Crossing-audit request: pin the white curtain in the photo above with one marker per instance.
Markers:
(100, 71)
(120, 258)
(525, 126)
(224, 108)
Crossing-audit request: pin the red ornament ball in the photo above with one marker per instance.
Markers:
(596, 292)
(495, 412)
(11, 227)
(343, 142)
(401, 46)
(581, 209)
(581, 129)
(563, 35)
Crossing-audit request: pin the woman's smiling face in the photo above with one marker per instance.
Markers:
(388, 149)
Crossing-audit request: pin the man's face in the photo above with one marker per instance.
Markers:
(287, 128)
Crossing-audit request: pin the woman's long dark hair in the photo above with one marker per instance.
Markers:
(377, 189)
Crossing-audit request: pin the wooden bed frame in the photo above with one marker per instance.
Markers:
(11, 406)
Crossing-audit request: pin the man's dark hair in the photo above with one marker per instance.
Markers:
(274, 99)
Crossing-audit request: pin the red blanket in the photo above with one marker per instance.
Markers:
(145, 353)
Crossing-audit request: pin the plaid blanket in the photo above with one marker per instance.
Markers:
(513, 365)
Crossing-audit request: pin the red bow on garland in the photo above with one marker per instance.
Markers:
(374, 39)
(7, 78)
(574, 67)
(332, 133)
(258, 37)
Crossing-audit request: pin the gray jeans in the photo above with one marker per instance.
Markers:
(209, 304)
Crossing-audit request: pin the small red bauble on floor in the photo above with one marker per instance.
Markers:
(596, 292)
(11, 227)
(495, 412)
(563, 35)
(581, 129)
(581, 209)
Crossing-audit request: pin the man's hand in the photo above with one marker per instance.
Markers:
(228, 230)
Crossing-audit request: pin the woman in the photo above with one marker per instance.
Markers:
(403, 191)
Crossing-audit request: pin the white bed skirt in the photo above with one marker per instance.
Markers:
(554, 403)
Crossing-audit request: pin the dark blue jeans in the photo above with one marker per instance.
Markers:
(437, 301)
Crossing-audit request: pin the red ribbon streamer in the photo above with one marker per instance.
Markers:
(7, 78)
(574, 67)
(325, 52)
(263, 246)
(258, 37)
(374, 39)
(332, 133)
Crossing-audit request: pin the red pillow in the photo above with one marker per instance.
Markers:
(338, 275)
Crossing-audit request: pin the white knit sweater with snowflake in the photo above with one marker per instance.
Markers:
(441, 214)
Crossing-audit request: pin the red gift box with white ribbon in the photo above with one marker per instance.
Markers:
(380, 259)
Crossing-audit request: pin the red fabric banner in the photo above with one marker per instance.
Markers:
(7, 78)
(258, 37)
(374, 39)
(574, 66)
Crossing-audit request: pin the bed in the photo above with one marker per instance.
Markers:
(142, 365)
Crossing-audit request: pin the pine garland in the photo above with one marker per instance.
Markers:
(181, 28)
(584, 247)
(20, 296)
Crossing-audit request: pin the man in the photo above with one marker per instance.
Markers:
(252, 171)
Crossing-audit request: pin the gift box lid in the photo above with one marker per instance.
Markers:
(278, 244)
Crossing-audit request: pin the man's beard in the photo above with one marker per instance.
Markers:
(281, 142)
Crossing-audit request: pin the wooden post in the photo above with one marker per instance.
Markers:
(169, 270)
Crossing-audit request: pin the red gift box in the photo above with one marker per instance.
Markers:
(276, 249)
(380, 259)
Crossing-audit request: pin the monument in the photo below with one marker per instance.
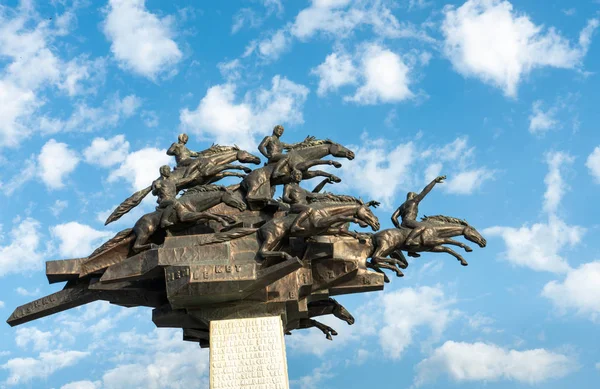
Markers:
(236, 269)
──────────────────────────────
■ Task ■
Return the material exactly as it reads, though without the pictures it holds.

■ Exercise result ■
Crossing-audit request: pin the white curtain in the photo above with one marker per instance.
Markers:
(100, 71)
(120, 258)
(525, 126)
(224, 108)
Crossing-audit request: pin the red ornament ball in the photo above with one marker per instance.
Markers:
(596, 292)
(495, 412)
(11, 227)
(343, 142)
(401, 46)
(581, 209)
(581, 129)
(563, 35)
Crossing-audit request: pin the woman's smiling face in the photo above with one marker per instance.
Markers:
(388, 149)
Crossing-audit request: pin the man's face in the photo above with one marker per instance.
Markers:
(287, 128)
Crossing-audit request: pin the woman's long dark hair in the photo above with one marker per instance.
Markers:
(377, 189)
Crossing-audit request: pin the wooden bed frame in the photo above with one marker per instance.
Markers:
(11, 406)
Crossing-audit request: pin the man's dark hair in the photo above with one marker per instance.
Markers:
(274, 99)
Crossing-audit request: pin the red blanket in the photo above with one marker per instance.
Markers:
(145, 353)
Crossing-audit request: pin the plaid blanket in the photo above with one marker per instance.
Markers:
(513, 365)
Crossing-audit request: pin the red bow on garland in the photo above with one marker per instance.
Markers:
(374, 39)
(7, 78)
(574, 67)
(332, 133)
(258, 37)
Crossing-audit request: pin the gray jeans in the photo above with one marker per instance.
Markers:
(209, 304)
Crossing-audit request: pin the small red bauble on floor in the photo above with one marker per instance.
Markers:
(596, 292)
(11, 227)
(495, 412)
(563, 35)
(581, 129)
(581, 209)
Crossing-audit request: pin the man's hand in the photo above with one marker per instance.
Markers:
(228, 230)
Crossing-audit request: pin the woman in the photo above with one marker per instance.
Markers:
(403, 191)
Crossing-audit request: pin the white bed skirt in the photo above with one marker per instance.
Markers:
(554, 403)
Crossing-audit request: pin the dark blue jeans in the photo above with one marker per instance.
Markers:
(437, 301)
Crossing-audit request: pin the red ribbon streamer in the photo above with one marker per instance.
Markers:
(7, 78)
(574, 67)
(325, 52)
(263, 246)
(258, 37)
(374, 39)
(332, 133)
Crossing-audit request: pin the red pillow in the photo above with one marker per instance.
Markers:
(338, 275)
Crossing-audit request: pin the white knit sweater with snowflake in the photo above with one marker per instance.
Markers:
(441, 214)
Crossing-audit request: pin the red gift box with white ribbon in the photo above with one marker per instance.
Markers:
(380, 259)
Crossing-audit request: pin the red fabric banner in the photo above with one marker per instance.
Markers:
(7, 78)
(258, 37)
(374, 39)
(574, 66)
Crossing-audit request: pin the bed in the photo above with one marker per instance.
Markers:
(142, 365)
Crossing-audit request: pin the pine garland in the photo above with one marker per instance.
Markers:
(181, 28)
(584, 247)
(20, 296)
Crossing-audit request: pin the man in the photo above with one marker per instance.
Markers:
(252, 171)
Crossing-audit request: pin the gift box lid in the photo above with one marker per instance.
Markers:
(278, 244)
Crossing-audit request: pin the man's beard in the photo above with one marker per instance.
Markers:
(281, 142)
Crossing-audit request: pin the wooden post in the photo above with one marker per instance.
Markers:
(169, 270)
Crossing-audit request: pin the red gift box in the photo above with one marker per instance.
Markers:
(276, 249)
(380, 259)
Crossing-audit request: pin the monument in the photo below with one marker per instance.
Markers:
(236, 269)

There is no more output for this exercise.